◆ REQUIRED ACTION ◆
The listing below must be reproduced in full, exactly as written.

◆ RECORDS TO USE ◆
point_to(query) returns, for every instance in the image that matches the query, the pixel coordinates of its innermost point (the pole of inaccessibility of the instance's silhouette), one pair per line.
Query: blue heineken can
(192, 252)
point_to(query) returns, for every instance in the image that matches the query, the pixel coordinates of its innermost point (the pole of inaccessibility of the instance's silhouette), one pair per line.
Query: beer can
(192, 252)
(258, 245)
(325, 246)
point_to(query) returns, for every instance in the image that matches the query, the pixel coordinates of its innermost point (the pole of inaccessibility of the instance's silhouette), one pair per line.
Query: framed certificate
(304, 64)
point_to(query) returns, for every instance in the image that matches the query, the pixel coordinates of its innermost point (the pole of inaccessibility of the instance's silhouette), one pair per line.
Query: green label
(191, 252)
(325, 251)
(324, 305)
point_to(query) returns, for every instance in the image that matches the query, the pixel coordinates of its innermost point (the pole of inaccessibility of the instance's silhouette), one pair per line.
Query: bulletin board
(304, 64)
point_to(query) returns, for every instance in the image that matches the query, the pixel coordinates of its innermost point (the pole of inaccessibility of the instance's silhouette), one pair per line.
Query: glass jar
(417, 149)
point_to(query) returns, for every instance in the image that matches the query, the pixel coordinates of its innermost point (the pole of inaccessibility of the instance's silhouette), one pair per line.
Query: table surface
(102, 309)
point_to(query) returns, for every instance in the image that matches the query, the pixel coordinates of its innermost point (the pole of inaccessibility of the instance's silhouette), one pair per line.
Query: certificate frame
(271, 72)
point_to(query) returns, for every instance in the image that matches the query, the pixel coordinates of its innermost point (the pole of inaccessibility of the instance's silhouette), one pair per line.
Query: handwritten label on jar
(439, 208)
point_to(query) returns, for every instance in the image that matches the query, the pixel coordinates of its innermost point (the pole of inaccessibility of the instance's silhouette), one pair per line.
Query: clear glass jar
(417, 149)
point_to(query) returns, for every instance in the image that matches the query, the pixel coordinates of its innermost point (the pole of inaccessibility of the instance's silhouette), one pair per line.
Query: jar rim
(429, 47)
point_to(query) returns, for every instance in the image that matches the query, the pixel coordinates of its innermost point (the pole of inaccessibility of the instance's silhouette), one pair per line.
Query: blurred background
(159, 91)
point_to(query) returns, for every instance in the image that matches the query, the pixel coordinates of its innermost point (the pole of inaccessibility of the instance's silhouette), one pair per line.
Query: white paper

◆ RESULT ◆
point_to(query) returns, for every instance in the image that matches the query, the pixel coordinates of its innermost point (the pole of inaccessibility of the instance's silhouette), one pair per line.
Query: blue heineken can
(192, 252)
point_to(query) returns, for every instance in the image that matches the query, the pixel coordinates of its innermost point (the pole of inaccessibility of the instance's silhouette), one pair per line.
Query: beer can
(192, 252)
(258, 245)
(325, 246)
point_to(query) returns, for every instance in the image that matches the query, the pixel coordinates of its innermost point (the pole of inaccessibility of the instance's silhouette), one pair per line.
Query: framed certificate
(304, 64)
point_to(query) returns, for every instance in the image that matches the query, the pixel coordinates of its innermost point (the pole of inaccessibility of the instance's silhouette), one pair per line.
Query: green label
(191, 252)
(325, 251)
(324, 305)
point_to(query) returns, for every instance in the image that matches the query, the pixel coordinates of its innermost point (the pole of inaccessibility of the instance's silhouette), one pair per line.
Query: bulletin board
(304, 64)
point_to(query) returns, for every instance in the image that matches the query, the pixel coordinates of its innermost point (the pole of inaccessibility of the instance's silhouette), one pair per line.
Query: glass jar
(417, 149)
point_to(query) returns, for every instance in the image that matches the query, the pixel coordinates of its innermost point (the pole of inaccessibility of the instance's silhouette), one pair per line.
Query: table surface
(102, 309)
point_to(query) returns, for every instance in the image that matches the query, the pixel coordinates of its innermost point (the pole of inaccessibility of the instance's silhouette), one pair per line.
Query: certificate frame
(271, 72)
point_to(query) returns, for every instance in the image that matches the query, the pixel coordinates of its innermost point (the pole of inaccessibility of the instance's silhouette), one pair per line.
Query: handwritten label on jar
(439, 208)
point_to(query) returns, for every instance in the image that matches the query, the pixel coordinates of its innermost point (the pole of inaccessibility of the instance's silhouette), one pair per line.
Query: clear glass jar
(417, 149)
point_to(query) returns, for every instance in the image that matches the query, the pixel coordinates of its innermost point (the pole of inaccessibility of the instance's silhouette), one pair per line.
Query: jar rim
(429, 47)
point_to(query) returns, for every instance in the image that matches the query, the pixel coordinates of its innermost point (the pole of inaccessibility of the instance's silhouette), one pair per line.
Query: blurred background
(159, 91)
point_to(query) returns, for every instance in the image that matches the query, the pixel coordinates of its innermost point (the pole of inaccessibility of the instance's silhouette), one pair per line.
Query: white paper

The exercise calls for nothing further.